In these conditions, the placenta doesn’t completely separate from the uterus after you give birth. This can cause dangerous bleeding. These conditions happen in about 1 in 530 births each year.

What are the signs of these placental conditions?

Placental conditions often cause vaginal bleeding in the third trimester. Call your health care provider right away if you have vaginal bleeding anytime during your pregnancy. If the bleeding is severe, go to the hospital right way.

How are these placental conditions diagnosed?

These conditions usually are diagnosed using ultrasound. In some cases, your provider may use magnetic resonance imaging (MRI). MRI is a medical test that makes a detailed picture of the inside of your body. The test is painless and safe for you and your baby.

How are these placental conditions treated?

When these conditions are found before birth, your provider may recommend a cesarean section (also called c-section) immediately followed by a hysterectomy. This can help prevent bleeding from becoming life threatening. A c-section is surgery in which your baby is born through a cut that your provider makes in your belly and uterus. A hysterectomy is when your uterus is removed by surgery. Without a uterus, you can’t get pregnant again in the future.

If you have a placental condition, the best time for you to have your baby is unknown. But your provider may recommend that you give birth at around 34 to 38 weeks of pregnancy to help prevent dangerous bleeding. If you want to have future pregnancies, she may use special treatments before the c-section to try to control bleeding and save your uterus.

If your provider finds these conditions at birth, she may try to remove the placenta in surgery to stop the bleeding. However, a hysterectomy is often necessary.

What causes these placental conditions?

We don’t know what causes these kinds of placental conditions. But they often happen where you have a scar from a surgery, like removing a fibroid or having a c-section. A fibroid is a tumor that grows in the wall of the uterus (womb). If you’ve had a c-section, you’re more likely than if you had a vaginal birth to have these kinds of conditions. And the more c-sections you’ve had, the more likely you are to have these placental problems.

Things that may make you more likely to have these kinds of placental conditions include:

How can you reduce your risk for placental conditions?

One way to reduce your chances for having these kinds of placental conditions in future pregnancies is to have your babies by vaginal birth instead of c-section. Have a c-section only if there are health problems with you or your baby that make it medically necessary. For some moms and babies, health problems make c-section safer than vaginal birth. But if your pregnancy is healthy, it’s best to stay pregnant until labor begins on its own. Don’t schedule a c-section for non-medical reasons, like wanting to have your baby on a certain day or because you’re uncomfortable and want to have your baby earlier than your due date.

Even if you’ve already had a c-section, you may be able to have your next baby by vaginal birth. This is called vaginal birth after cesarean (VBAC). You may be able to have a VBAC depending on what kind of incision (cut) you had in your c-section and your overall pregnancy health. Talk to your provider if you think VBAC may be right for you.

What are some other placental problems?

In some cases, the placenta doesn’t develop correctly or work as well as it should. It may be too thin, too thick or have an extra lobe. The umbilical cord may not be attached correctly. Problems like infections, blood clots and infarcts (an area of dead tissue, like a scar) can happen during pregnancy and damage the placenta.

Placental problems like these can lead to health risks for you and your baby. Some of these risks include:

  • You may have a miscarriage.
  • Your baby doesn’t grow as well as she should during pregnancy.
  • You may have bleeding at birth.
  • You may have a premature birth. This is birth that happens too soon, before 37 weeks of pregnancy.
  • Your baby may have birth defects.

Your provider checks the placenta after birth. Sometimes the placenta is sent for testing in a lab, especially if the baby has certain health problems, like poor growth.

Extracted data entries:
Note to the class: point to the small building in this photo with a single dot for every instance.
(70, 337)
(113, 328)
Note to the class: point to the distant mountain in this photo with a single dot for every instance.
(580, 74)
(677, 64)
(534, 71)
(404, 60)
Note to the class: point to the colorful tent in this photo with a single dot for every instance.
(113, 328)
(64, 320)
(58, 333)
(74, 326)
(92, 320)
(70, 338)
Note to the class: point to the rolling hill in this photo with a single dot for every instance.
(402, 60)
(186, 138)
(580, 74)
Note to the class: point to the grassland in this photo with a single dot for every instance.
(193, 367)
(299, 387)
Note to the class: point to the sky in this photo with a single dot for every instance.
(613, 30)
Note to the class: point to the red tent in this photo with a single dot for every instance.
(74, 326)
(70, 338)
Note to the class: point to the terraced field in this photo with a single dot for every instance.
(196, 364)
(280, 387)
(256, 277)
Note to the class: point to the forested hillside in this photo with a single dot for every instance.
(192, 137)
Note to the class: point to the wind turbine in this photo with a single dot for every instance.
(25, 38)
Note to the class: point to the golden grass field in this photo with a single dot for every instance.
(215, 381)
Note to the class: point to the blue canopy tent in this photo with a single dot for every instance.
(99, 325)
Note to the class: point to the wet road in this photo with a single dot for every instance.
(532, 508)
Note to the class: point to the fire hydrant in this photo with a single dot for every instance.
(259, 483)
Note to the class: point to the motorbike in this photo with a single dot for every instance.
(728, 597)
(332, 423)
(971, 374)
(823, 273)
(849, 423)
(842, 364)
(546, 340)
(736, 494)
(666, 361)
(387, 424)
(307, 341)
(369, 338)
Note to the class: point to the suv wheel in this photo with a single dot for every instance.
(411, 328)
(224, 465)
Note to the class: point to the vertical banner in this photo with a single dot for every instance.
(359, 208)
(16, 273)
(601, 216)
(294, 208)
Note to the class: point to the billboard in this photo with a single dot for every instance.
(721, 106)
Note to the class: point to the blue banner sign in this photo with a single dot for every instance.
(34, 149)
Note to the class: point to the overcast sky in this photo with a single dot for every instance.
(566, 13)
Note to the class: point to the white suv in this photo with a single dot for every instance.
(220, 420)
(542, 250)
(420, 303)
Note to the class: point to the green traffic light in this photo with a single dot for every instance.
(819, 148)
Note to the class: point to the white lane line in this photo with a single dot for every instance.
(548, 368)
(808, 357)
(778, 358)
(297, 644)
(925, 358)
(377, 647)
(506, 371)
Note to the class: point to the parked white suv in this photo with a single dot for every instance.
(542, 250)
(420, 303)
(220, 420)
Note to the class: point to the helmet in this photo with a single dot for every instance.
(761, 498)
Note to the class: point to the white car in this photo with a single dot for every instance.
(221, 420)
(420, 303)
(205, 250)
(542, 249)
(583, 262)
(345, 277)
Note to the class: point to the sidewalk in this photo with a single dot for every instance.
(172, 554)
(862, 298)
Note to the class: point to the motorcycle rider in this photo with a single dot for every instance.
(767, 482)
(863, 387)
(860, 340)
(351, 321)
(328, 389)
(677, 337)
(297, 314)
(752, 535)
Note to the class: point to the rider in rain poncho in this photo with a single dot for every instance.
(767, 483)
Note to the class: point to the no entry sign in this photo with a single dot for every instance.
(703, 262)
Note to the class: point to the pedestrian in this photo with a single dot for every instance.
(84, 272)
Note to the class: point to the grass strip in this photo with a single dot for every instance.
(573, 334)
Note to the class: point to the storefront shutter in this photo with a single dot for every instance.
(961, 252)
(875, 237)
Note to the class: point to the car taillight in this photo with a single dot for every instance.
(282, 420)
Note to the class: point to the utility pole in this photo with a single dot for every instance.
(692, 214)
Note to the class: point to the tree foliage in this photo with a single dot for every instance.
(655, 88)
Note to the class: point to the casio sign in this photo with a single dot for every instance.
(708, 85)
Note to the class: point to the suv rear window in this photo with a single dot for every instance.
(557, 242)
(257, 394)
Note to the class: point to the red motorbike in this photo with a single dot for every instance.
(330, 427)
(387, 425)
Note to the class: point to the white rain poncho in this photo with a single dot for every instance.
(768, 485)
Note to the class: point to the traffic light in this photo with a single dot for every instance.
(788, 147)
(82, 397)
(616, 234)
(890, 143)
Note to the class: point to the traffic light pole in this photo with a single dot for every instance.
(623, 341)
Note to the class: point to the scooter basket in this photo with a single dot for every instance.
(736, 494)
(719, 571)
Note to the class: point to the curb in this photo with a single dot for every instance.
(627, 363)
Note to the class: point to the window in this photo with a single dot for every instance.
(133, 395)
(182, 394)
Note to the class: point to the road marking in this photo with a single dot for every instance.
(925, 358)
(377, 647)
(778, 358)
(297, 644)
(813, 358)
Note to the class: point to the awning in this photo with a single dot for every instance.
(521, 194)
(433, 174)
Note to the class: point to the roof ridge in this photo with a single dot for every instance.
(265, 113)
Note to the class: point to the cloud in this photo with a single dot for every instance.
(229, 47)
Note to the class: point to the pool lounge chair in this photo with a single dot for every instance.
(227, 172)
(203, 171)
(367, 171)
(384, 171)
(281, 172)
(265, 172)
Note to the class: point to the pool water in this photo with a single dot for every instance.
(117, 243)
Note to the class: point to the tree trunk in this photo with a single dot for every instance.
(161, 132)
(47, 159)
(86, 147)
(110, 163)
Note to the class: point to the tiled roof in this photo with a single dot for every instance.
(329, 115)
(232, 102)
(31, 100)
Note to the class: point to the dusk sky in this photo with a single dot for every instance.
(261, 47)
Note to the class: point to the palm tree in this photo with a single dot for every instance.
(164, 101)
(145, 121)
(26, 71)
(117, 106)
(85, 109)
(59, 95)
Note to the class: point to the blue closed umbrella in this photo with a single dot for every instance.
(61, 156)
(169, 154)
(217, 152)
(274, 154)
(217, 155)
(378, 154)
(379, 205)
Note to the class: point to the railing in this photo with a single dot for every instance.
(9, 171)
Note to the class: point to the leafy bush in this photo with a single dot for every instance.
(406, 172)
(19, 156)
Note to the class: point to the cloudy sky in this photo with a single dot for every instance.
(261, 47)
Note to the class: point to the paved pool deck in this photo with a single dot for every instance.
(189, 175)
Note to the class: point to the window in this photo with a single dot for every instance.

--- EXERCISE INSTRUCTIONS ---
From the text on placental conditions, extract the passage starting at "If your provider" and ending at "these placental problems.", copying it word for word.

--- RESPONSE ---
If your provider finds these conditions at birth, she may try to remove the placenta in surgery to stop the bleeding. However, a hysterectomy is often necessary.

What causes these placental conditions?

We don’t know what causes these kinds of placental conditions. But they often happen where you have a scar from a surgery, like removing a fibroid or having a c-section. A fibroid is a tumor that grows in the wall of the uterus (womb). If you’ve had a c-section, you’re more likely than if you had a vaginal birth to have these kinds of conditions. And the more c-sections you’ve had, the more likely you are to have these placental problems.